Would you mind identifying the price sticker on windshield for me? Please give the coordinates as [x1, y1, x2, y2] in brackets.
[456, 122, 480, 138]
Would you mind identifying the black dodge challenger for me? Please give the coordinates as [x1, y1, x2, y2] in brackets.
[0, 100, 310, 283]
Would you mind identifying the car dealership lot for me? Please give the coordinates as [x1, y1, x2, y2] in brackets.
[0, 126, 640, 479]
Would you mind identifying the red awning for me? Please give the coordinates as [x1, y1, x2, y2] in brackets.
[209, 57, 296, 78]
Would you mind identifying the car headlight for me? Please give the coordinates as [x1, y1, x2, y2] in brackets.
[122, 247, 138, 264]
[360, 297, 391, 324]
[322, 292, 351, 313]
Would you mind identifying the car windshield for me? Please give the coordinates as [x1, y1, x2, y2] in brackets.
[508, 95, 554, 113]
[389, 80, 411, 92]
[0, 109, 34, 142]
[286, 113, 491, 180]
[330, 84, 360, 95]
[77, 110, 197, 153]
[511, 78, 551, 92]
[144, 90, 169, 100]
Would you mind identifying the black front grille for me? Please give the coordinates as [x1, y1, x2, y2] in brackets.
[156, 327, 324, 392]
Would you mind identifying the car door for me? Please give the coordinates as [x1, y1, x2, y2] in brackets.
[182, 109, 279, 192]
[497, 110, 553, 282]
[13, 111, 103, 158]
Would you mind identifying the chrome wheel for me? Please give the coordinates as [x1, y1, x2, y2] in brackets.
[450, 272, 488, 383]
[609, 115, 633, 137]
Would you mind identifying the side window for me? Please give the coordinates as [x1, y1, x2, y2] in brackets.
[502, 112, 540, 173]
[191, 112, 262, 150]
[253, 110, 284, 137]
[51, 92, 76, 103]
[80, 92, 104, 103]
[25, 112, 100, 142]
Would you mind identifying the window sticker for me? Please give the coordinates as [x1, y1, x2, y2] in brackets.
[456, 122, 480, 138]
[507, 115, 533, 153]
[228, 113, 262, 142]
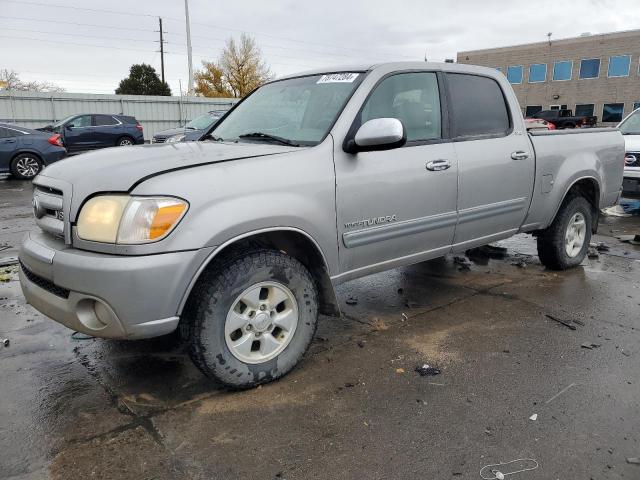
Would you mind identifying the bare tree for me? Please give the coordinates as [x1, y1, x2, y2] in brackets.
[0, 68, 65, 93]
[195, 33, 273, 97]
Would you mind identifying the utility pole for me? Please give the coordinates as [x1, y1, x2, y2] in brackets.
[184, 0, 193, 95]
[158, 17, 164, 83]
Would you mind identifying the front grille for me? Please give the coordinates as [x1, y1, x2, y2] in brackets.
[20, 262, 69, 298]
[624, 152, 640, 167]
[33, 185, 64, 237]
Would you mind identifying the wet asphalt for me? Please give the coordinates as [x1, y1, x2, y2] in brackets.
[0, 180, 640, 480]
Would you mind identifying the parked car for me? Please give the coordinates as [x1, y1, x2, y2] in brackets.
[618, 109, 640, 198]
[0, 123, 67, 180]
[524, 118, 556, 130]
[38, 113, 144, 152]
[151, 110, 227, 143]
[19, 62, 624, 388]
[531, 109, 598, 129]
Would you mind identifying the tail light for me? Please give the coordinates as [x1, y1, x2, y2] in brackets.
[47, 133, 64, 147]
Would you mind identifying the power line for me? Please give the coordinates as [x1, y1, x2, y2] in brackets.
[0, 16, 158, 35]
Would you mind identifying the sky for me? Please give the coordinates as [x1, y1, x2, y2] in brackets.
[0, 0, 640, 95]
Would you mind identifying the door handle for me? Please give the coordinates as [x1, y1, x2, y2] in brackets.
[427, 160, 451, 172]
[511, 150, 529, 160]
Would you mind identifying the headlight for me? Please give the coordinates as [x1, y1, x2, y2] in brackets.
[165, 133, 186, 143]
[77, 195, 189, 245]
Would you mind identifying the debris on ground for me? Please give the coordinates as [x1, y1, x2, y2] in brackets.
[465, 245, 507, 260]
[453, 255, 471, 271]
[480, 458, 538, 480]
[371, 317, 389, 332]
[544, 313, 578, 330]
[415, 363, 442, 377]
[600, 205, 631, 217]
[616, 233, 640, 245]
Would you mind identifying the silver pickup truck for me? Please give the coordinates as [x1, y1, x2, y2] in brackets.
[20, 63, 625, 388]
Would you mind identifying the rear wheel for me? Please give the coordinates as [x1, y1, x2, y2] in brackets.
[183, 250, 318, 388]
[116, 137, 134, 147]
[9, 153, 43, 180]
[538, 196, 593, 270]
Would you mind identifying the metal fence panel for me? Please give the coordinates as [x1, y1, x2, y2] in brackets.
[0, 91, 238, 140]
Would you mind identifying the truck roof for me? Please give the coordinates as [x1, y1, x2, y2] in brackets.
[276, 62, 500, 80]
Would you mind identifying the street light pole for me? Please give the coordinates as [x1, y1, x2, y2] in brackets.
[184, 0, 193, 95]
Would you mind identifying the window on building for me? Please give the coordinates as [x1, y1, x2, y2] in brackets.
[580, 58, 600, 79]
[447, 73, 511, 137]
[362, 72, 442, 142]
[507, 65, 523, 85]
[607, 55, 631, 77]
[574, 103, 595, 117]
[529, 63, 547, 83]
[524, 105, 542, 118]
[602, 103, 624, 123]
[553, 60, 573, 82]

*CHALLENGE*
Copy all of the lines above word for word, but leave the pictures out.

*FINAL RESULT*
Would you mind identifying the price sticker on windshield for me? Please give the coordinates as [x1, y1, x2, y2] in brackets.
[456, 122, 480, 138]
Would you mind identifying the black dodge challenger for me? Please give the coordinates as [x1, y1, x2, y2] in brackets.
[0, 100, 310, 283]
Would you mind identifying the car dealership lot for me? Please give the coordinates as [x1, y1, x2, y2] in brackets.
[0, 126, 640, 479]
Would you mind identifying the red awning for me? Please give the coordinates as [x1, y1, x2, y2] in brackets.
[209, 57, 296, 78]
Would you mind identifying the car headlight for me? Please give the coordinates as [x1, y1, x2, y2] in brackets.
[122, 247, 138, 264]
[360, 297, 391, 324]
[322, 292, 351, 313]
Would you mind identifying the car windshield for me? Please give the coordinates as [x1, y1, x2, y2] in brackets.
[508, 95, 554, 113]
[389, 80, 411, 92]
[0, 109, 34, 142]
[286, 113, 491, 180]
[330, 84, 360, 95]
[77, 110, 197, 153]
[511, 78, 551, 92]
[144, 90, 169, 100]
Would you mind identifying the black front grille for me? Please give the coordinates as [x1, y1, x2, y2] in brackets.
[156, 327, 324, 392]
Would you mind identifying the car door for me? Please give the coordinates as [x1, y1, x2, y2] in brackets.
[182, 109, 279, 192]
[497, 110, 553, 282]
[13, 111, 103, 158]
Would you mind identifying the chrome wheel for me? Please give the coordinates as [x1, y1, x2, y2] in brackets.
[450, 272, 488, 383]
[609, 115, 633, 137]
Would you mind identifying the side window for me? Please give the coordinates as [x1, y1, x2, y2] in brackets.
[502, 112, 540, 173]
[191, 112, 262, 150]
[253, 110, 284, 137]
[51, 92, 76, 103]
[80, 92, 104, 103]
[25, 112, 100, 142]
Would you mind identifying the window sticker for me? Please give the coordinates as [x1, y1, x2, y2] in brackets.
[456, 122, 480, 138]
[507, 115, 533, 153]
[228, 113, 262, 142]
Would you mind identifying the bare tree for me? Please give the coordinates as [x1, y1, x2, y2] in brackets.
[0, 68, 65, 93]
[195, 33, 273, 97]
Would you mind identifying the utility pole for me? Please give the coordinates as [x1, y1, x2, y2] in brackets.
[184, 0, 193, 95]
[158, 17, 164, 83]
Would you mind identifying the front grille for me? Please give the coordinates as [x1, y1, x2, y2] in brackets.
[20, 262, 69, 298]
[624, 152, 640, 167]
[33, 185, 64, 237]
Would you mind identifying the wet asphalt for me? Please give the coordinates as [x1, y1, x2, y2] in brackets.
[0, 180, 640, 480]
Would you mind identifying the parked car for me? Please give the coordinates as [x1, y1, x2, y2] in brackets.
[618, 109, 640, 198]
[0, 123, 67, 180]
[524, 118, 556, 130]
[38, 113, 144, 152]
[151, 110, 227, 143]
[19, 62, 624, 388]
[531, 109, 598, 129]
Would you mind identifying the tail light for me? Please give the coordinates as [x1, y1, x2, y2] in brackets.
[47, 133, 64, 147]
Would you mind identifying the power line for me? Please give the coordinates as [x1, y1, x2, y2] in brackets.
[0, 16, 158, 35]
Would you mind identifying the sky for me? Please give the coordinates as [x1, y1, x2, y2] in brackets.
[0, 0, 640, 95]
Would you mind identifying the door handle for me? Please give the coordinates as [x1, y1, x2, y2] in brackets.
[427, 160, 451, 172]
[511, 150, 529, 160]
Would you mind identifying the headlight for me? Please give the coordinates as [x1, y1, x2, y2] in brackets.
[165, 133, 186, 143]
[77, 195, 189, 245]
Would you mind identifying the debris on ground for me? Please give the coordinates as [x1, y1, x2, y2] in brackets.
[465, 245, 507, 260]
[453, 255, 471, 271]
[480, 458, 538, 480]
[371, 317, 389, 332]
[544, 313, 578, 330]
[415, 363, 442, 377]
[600, 205, 631, 217]
[616, 233, 640, 245]
Would you mind identifying the silver pickup truck for me? Please give the coordinates as [x1, y1, x2, y2] in brackets.
[20, 63, 625, 388]
Would you mind identifying the rear wheel for me? Please give the coordinates as [x1, y1, x2, y2] in brackets.
[183, 250, 318, 388]
[116, 137, 134, 147]
[9, 153, 43, 180]
[538, 196, 593, 270]
Would you mind identifying the metal fence panel for me? Please give the coordinates as [x1, y1, x2, y2] in brackets.
[0, 91, 238, 140]
Would you mind identifying the truck roof for me? Please give the coordinates as [x1, y1, x2, y2] in brackets.
[276, 62, 500, 80]
Would you mind identifying the street light pole for me? Please give the coordinates as [x1, y1, x2, y2] in brackets.
[184, 0, 193, 95]
Would you mind identifying the window on building for me? Please give the coordinates as [x1, y1, x2, y2] in brackets.
[580, 58, 600, 79]
[447, 73, 511, 137]
[362, 72, 442, 142]
[507, 65, 523, 85]
[607, 55, 631, 77]
[574, 103, 595, 117]
[529, 63, 547, 83]
[524, 105, 542, 118]
[602, 103, 624, 123]
[553, 60, 573, 82]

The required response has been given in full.